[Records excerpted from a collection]
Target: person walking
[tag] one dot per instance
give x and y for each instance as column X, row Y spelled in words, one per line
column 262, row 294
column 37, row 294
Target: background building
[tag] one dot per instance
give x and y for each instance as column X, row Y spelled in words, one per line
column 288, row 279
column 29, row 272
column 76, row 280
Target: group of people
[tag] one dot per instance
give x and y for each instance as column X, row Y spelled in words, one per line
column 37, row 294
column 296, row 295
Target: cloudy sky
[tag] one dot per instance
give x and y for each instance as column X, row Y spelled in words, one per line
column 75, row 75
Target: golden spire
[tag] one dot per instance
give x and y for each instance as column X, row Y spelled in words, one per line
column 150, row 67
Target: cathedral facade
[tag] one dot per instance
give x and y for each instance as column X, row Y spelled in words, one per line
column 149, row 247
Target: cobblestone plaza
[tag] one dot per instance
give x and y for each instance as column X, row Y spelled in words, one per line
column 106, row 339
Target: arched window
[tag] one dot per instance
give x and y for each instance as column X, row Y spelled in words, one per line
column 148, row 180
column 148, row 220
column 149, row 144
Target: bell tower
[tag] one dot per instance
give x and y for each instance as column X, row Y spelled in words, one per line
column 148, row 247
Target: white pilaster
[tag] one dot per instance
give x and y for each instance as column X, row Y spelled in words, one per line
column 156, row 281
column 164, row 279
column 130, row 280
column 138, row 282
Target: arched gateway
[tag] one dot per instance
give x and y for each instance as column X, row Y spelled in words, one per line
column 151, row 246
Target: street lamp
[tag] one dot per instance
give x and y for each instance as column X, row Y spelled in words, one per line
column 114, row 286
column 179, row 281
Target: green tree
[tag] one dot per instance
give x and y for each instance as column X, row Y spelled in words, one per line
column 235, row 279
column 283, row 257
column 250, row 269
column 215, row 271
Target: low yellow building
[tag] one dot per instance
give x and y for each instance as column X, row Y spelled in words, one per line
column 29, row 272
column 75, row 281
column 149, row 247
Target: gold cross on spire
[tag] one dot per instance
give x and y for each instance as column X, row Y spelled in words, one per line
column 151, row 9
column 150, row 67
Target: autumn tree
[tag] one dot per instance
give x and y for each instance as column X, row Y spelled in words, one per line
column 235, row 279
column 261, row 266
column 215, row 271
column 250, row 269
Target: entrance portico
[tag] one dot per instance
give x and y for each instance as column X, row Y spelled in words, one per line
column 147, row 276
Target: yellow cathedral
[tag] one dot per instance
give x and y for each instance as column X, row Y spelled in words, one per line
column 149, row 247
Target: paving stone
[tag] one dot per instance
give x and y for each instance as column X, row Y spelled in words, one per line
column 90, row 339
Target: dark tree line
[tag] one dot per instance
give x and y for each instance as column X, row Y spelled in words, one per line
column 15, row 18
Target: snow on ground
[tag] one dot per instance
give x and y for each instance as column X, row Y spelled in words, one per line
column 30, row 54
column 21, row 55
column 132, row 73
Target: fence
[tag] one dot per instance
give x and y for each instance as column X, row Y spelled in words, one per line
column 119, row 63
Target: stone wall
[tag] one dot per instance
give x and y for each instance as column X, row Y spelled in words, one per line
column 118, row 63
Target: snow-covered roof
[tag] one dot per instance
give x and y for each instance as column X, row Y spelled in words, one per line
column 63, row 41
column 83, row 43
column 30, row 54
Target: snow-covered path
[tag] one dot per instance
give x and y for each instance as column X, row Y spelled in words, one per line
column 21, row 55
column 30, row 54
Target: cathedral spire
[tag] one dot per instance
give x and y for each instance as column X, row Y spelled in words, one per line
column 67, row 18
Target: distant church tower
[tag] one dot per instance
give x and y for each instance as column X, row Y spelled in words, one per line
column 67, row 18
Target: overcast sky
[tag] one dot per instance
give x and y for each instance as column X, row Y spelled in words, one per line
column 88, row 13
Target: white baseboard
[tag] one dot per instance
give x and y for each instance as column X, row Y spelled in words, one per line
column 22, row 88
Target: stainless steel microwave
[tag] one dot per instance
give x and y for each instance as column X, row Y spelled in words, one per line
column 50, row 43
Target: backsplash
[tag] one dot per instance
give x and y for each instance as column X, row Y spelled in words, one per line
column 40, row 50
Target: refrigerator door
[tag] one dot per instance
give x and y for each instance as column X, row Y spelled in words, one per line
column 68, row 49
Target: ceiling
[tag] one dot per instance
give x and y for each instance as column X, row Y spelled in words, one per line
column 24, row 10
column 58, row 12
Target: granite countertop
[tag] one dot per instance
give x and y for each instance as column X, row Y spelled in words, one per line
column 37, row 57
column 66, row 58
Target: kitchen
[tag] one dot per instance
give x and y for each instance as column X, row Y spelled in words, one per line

** What to do **
Count the lines above that contain "yellow" and reply with the figure alone.

** Response to the exercise **
2